Excerpt provided:
= = =

The political crisis engulfing the British ruling class is now on the scale of the 1970s Watergate crisis in the US. An octopus of corruption and criminality has been exposed at the heart of the British establishment.

The speed with which new revelations and ramifications are emerging is subjecting the neoliberal elite to a blitzkrieg of political damage. It could not have come at a worse time for them. Just as the Con-Dem Coalition, with the backing of the bankers and the rich, launches a class war against the working majority, unprecedented in severity since the Great Depression, its credibility has been shattered by a storm of disclosures about the corruption of the political process.

News Corp is, of course, the canker at the centre of the crisis – guilty, as The Independent summed up, of ‘phone-hacking on an industrial scale, illegal payments to police officers, attempting to pervert justice, and trying to ‘own’ politicians’.

But all of this depended upon the willing collaboration of police and politicians, spreading the rot from News Corp to the highest echelons of the British state.

So instead of detecting crimes, the police were committing them, covering them up, refusing to investigate them, and employing the perpetrators of them in senior posts.

= = =

Input data:
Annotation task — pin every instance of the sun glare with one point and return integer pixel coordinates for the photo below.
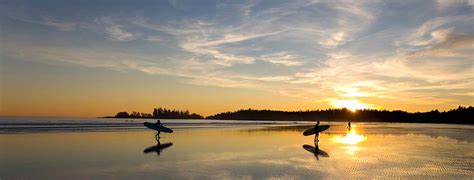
(352, 105)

= = =

Task instructions:
(1) Return, word for word, the stretch of the passage on the News Corp scandal from "News Corp is, of" through "to ‘own’ politicians’.".
(2) Take the passage on the News Corp scandal further, carrying on directly after its last sentence.
The data above is independent of the passage on the News Corp scandal.

Numbered responses:
(1)
News Corp is, of course, the canker at the centre of the crisis – guilty, as The Independent summed up, of ‘phone-hacking on an industrial scale, illegal payments to police officers, attempting to pervert justice, and trying to ‘own’ politicians’.

(2)
And instead of representing the constituents who elected them, politicians were doing the bidding of a foreign multi-billionaire businessman. Instead of defending the interests of ordinary people, they became the flunkies of a media empire committed to cuts, privatisation, and the greed of the rich, while directing a relentless stream of bile and bigotry at the poorest in society.

What has brought us to this? How are we to explain political corruption on this scale?

The British ruling class is formed of the leading personnel of the state and corporate capital. It constitutes an integrated political and business elite made up of around 250,000 millionaires and their families – about 2% of the population.

This class includes bankers, senior business executives, top professionals, military commanders, police chiefs, judges, political leaders, and of course the owners of large estates and property portfolios.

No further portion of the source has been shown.